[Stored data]
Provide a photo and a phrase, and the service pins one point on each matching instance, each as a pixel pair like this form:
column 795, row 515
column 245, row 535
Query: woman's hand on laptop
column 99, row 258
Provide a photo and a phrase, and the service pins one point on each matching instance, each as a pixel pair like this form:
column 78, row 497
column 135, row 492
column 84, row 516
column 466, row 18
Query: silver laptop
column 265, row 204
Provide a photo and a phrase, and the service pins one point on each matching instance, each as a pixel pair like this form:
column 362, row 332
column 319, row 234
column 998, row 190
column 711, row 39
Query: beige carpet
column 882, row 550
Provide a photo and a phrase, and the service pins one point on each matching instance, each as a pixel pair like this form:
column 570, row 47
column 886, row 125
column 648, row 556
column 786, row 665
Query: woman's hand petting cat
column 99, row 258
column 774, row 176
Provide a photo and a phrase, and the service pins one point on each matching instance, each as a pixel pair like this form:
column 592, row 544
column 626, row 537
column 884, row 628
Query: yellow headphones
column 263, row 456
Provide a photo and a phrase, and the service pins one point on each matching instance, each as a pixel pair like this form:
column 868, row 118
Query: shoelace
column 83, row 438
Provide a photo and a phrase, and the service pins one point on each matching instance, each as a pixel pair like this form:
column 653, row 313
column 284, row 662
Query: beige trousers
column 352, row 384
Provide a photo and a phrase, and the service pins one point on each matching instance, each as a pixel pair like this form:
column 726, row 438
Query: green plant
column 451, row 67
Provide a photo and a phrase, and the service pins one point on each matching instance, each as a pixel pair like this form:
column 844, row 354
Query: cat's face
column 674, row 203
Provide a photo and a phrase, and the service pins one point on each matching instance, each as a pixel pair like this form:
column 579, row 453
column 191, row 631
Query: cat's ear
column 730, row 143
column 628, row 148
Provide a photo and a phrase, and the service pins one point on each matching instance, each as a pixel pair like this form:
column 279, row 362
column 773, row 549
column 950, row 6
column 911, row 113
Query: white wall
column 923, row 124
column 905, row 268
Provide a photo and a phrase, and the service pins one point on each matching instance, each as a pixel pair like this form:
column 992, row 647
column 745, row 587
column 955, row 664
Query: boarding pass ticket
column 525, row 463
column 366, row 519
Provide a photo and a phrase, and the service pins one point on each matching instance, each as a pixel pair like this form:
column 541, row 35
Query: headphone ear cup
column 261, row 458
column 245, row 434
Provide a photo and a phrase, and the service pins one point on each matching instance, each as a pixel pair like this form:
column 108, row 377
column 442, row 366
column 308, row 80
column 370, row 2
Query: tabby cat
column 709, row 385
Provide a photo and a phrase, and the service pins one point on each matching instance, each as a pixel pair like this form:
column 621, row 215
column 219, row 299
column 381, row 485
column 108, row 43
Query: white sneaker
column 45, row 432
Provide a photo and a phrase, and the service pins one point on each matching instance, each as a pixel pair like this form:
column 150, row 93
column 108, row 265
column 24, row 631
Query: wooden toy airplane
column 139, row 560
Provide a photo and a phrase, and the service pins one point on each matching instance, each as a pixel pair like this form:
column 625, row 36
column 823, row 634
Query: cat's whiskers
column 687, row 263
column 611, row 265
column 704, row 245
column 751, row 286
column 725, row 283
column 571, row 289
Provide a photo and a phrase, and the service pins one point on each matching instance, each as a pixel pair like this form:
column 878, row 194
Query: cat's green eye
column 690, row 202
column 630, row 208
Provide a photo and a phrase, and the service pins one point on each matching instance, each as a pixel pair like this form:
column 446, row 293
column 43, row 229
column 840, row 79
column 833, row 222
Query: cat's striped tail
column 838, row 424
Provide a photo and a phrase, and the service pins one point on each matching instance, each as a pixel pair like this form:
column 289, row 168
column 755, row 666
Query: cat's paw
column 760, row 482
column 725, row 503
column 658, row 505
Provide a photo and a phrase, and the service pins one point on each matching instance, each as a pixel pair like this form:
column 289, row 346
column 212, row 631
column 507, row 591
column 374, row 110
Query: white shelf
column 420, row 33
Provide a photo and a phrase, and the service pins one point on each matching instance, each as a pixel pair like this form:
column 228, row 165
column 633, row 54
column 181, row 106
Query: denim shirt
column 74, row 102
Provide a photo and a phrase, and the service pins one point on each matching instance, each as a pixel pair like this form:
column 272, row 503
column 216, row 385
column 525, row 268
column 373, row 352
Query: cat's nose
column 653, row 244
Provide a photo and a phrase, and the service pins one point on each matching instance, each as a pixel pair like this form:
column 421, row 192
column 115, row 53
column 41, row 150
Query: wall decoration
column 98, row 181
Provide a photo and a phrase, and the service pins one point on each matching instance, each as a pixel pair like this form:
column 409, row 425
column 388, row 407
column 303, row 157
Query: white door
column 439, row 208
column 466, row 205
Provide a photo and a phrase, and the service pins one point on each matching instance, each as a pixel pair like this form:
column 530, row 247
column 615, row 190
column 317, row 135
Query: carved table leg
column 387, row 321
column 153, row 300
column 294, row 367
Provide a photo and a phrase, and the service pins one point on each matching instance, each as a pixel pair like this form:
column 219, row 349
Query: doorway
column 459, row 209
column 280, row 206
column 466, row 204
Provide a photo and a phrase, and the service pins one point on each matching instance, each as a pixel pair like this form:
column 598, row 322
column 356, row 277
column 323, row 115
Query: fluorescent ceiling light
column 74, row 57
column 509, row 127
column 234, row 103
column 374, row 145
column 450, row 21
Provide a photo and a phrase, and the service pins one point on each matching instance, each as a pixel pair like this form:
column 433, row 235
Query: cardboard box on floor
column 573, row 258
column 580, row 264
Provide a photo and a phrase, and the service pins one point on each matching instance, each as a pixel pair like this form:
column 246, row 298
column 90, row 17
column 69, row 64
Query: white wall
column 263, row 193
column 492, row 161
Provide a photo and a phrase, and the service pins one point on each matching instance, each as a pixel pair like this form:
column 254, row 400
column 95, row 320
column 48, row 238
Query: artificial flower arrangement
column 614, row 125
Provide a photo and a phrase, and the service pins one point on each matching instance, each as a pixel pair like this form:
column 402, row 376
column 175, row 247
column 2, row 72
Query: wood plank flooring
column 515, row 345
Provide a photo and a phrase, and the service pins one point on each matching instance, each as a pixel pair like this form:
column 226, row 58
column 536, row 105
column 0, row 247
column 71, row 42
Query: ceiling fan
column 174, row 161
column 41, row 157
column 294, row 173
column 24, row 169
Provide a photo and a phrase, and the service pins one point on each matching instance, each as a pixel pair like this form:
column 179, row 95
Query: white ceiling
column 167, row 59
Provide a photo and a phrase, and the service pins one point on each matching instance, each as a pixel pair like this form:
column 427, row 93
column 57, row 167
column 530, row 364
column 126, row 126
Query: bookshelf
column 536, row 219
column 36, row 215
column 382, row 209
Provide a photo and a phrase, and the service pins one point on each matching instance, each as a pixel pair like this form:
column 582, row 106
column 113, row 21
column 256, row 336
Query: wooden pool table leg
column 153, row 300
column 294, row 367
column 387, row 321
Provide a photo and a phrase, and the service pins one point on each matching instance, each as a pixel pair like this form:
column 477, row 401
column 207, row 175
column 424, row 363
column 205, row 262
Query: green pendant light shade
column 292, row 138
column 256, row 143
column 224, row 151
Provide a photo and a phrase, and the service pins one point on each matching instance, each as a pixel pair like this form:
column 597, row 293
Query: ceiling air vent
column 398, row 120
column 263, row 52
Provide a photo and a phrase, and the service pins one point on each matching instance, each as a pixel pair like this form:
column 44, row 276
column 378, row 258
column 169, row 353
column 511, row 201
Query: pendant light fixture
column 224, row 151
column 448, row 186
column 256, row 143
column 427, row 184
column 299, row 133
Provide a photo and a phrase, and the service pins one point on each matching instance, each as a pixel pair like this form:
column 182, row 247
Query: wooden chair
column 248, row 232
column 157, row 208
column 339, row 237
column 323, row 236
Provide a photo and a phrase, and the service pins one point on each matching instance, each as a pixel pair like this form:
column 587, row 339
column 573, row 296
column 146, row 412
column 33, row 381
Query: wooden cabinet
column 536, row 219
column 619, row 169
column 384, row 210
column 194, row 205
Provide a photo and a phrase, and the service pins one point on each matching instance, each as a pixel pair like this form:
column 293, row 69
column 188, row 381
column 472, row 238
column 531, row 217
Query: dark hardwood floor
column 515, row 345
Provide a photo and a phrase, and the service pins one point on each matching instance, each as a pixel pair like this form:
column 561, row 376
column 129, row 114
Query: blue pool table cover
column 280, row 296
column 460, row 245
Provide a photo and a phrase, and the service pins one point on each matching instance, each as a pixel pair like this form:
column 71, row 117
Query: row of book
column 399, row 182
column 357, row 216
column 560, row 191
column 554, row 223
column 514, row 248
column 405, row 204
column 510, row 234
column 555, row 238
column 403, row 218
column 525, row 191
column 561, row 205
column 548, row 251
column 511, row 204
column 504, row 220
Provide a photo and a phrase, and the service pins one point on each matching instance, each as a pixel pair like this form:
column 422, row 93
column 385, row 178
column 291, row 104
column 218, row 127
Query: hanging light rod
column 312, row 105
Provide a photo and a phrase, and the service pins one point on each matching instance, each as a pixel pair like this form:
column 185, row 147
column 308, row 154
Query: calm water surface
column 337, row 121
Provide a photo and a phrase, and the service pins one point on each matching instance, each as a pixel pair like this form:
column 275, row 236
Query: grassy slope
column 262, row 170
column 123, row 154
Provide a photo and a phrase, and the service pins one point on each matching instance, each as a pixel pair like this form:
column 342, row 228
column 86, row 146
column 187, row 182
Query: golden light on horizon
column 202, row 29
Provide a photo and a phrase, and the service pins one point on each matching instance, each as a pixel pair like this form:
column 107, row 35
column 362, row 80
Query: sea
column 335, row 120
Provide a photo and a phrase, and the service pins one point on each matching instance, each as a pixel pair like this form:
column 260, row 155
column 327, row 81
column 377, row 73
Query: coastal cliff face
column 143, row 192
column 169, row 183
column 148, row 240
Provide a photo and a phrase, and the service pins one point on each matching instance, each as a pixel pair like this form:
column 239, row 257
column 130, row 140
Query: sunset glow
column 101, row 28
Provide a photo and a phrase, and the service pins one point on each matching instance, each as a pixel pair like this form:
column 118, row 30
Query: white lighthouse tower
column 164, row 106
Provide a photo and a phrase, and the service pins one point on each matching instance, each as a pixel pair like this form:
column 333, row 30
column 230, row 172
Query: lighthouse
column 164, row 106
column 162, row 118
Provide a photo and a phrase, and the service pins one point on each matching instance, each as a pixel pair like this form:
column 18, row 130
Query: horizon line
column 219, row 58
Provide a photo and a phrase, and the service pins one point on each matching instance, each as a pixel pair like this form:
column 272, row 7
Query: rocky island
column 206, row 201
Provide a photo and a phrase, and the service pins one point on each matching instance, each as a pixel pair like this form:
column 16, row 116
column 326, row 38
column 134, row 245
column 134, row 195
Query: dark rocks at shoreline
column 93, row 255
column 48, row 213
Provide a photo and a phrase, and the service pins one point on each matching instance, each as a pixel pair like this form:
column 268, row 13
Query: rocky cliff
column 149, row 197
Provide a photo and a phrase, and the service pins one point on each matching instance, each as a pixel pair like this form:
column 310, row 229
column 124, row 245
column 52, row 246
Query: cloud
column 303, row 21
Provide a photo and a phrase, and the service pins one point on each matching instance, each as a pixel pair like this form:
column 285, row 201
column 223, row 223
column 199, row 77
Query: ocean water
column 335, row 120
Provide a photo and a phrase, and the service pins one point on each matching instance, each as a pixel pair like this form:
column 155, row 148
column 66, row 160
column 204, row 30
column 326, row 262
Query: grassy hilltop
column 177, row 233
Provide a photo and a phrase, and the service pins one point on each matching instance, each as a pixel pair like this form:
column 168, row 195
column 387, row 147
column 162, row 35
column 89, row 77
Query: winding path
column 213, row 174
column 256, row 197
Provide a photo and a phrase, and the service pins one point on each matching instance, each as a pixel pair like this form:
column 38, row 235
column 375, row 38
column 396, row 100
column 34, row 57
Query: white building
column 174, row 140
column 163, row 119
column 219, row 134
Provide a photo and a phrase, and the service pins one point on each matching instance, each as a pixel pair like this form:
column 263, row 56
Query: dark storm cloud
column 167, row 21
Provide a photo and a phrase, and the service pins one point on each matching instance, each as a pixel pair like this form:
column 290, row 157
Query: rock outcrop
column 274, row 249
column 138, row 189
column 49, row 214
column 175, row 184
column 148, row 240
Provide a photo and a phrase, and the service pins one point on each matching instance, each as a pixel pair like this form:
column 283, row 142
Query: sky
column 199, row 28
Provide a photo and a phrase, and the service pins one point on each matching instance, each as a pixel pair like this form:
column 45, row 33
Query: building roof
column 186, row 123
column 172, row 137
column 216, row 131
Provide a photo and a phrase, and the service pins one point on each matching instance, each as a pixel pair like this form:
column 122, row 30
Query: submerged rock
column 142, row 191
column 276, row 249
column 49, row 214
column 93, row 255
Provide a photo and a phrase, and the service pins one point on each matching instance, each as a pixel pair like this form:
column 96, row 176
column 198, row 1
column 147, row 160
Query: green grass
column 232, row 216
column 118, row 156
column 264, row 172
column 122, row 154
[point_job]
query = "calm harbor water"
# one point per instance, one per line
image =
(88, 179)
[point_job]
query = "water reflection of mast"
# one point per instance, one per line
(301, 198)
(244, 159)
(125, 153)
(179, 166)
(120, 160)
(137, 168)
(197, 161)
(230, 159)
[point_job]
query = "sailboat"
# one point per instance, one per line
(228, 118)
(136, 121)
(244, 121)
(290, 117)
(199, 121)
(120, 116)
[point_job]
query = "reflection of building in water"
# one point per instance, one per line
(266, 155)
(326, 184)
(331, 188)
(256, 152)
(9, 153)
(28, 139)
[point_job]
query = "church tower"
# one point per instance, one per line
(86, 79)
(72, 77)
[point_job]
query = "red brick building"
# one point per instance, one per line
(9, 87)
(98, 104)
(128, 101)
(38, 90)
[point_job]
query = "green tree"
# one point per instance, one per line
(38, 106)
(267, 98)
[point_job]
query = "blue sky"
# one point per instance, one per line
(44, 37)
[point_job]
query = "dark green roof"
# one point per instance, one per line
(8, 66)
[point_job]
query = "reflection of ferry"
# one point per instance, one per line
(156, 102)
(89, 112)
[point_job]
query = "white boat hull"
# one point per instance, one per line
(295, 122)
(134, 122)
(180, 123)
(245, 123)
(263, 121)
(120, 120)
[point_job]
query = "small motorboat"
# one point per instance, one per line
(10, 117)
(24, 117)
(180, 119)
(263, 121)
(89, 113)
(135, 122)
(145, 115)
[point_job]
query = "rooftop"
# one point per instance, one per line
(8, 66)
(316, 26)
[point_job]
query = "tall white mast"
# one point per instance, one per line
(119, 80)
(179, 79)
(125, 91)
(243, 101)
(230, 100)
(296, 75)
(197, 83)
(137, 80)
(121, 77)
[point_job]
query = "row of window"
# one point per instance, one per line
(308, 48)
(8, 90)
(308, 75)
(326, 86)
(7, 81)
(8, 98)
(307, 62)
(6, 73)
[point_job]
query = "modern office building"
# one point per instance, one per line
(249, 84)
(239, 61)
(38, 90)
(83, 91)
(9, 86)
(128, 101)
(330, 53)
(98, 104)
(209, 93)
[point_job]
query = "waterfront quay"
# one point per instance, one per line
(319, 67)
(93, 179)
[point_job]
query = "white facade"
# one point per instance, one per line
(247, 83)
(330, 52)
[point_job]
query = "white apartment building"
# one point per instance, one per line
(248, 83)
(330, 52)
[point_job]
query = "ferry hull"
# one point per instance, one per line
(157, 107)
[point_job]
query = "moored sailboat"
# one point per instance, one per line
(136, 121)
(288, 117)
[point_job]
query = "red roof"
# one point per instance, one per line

[What is needed]
Would you show every line in the data above that contains the string "ferry"?

[Answer box]
query = "reflection of ferry"
query = "ferry hull"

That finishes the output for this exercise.